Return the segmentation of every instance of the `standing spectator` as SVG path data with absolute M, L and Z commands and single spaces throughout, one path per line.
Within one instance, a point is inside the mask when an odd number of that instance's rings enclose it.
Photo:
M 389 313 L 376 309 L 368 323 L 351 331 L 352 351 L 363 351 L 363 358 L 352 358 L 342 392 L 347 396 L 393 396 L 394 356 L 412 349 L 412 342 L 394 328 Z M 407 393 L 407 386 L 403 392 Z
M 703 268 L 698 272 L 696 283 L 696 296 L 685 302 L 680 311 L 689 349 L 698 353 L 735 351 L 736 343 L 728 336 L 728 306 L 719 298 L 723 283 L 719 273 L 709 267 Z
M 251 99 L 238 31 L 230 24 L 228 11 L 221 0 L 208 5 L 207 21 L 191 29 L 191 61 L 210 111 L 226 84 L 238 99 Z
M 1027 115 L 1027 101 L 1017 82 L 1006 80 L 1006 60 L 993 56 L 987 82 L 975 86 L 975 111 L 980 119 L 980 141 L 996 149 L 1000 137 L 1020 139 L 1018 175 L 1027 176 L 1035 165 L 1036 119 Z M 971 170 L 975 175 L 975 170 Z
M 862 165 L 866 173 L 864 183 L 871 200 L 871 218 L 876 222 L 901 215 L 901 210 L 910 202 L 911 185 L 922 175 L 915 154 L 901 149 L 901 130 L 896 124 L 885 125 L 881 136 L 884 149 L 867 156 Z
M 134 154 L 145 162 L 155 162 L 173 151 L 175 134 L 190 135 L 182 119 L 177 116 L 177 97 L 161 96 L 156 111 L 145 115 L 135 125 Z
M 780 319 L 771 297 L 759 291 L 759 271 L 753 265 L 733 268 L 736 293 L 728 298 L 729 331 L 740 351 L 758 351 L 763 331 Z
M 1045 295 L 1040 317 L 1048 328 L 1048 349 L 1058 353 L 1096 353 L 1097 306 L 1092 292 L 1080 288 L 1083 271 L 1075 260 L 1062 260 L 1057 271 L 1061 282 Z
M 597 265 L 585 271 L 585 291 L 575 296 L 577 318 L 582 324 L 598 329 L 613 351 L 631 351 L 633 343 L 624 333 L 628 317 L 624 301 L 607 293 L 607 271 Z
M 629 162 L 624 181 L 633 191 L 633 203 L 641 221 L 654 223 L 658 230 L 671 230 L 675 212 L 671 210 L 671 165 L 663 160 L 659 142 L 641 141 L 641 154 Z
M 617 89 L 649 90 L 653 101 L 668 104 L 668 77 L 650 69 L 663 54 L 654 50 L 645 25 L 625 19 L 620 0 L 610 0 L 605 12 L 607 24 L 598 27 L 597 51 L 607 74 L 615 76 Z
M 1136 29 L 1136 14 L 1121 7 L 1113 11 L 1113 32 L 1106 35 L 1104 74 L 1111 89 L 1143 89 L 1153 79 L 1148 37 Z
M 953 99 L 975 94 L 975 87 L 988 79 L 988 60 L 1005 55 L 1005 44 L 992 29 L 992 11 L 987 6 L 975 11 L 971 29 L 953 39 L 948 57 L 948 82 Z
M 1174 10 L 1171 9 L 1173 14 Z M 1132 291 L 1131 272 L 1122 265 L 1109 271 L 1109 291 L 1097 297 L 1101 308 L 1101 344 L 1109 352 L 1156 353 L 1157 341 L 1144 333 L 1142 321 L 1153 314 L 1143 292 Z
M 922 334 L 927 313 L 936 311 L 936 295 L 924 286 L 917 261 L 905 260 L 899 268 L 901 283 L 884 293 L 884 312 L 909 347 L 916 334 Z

**Exercise brief:**
Return verbatim the part of the listing that opens with its first line and closes with the line containing "M 1045 295 L", including both of those lines.

**Solution:**
Return the segmentation of every instance of the `standing spectator` as SVG path data with absolute M, L and Z commands and single spaces throughout, one path per line.
Within one instance, a point is inside the mask when an odd number of that instance's rings enclose it.
Photo:
M 389 313 L 376 309 L 368 323 L 351 331 L 352 351 L 363 351 L 363 358 L 352 358 L 342 392 L 347 396 L 393 396 L 394 356 L 412 349 L 412 342 L 394 328 Z M 407 393 L 407 386 L 403 392 Z
M 703 268 L 698 272 L 696 283 L 696 296 L 685 302 L 680 311 L 689 349 L 698 353 L 735 351 L 736 343 L 728 336 L 728 306 L 719 298 L 723 283 L 719 273 L 709 267 Z
M 251 99 L 238 31 L 230 24 L 228 11 L 221 0 L 208 5 L 207 21 L 191 29 L 191 61 L 210 111 L 226 84 L 238 99 Z
M 1027 115 L 1027 101 L 1017 82 L 1006 80 L 1006 60 L 993 56 L 987 82 L 975 86 L 975 111 L 980 119 L 980 141 L 996 149 L 1000 137 L 1020 139 L 1018 175 L 1027 176 L 1035 165 L 1036 119 Z M 971 170 L 975 175 L 975 170 Z
M 862 165 L 866 173 L 864 183 L 871 200 L 871 218 L 876 222 L 901 215 L 901 210 L 910 202 L 911 185 L 922 175 L 915 154 L 901 149 L 901 130 L 896 124 L 885 125 L 881 136 L 884 149 L 867 156 Z
M 134 154 L 145 162 L 155 162 L 173 151 L 175 134 L 190 135 L 182 119 L 177 116 L 177 97 L 161 96 L 156 111 L 145 115 L 135 125 Z
M 780 319 L 771 297 L 759 291 L 759 271 L 753 265 L 733 268 L 736 293 L 728 298 L 729 331 L 740 351 L 758 351 L 763 331 Z
M 1045 295 L 1040 317 L 1048 328 L 1048 349 L 1058 353 L 1096 353 L 1097 306 L 1092 292 L 1080 288 L 1083 271 L 1075 260 L 1062 260 L 1057 271 L 1061 282 Z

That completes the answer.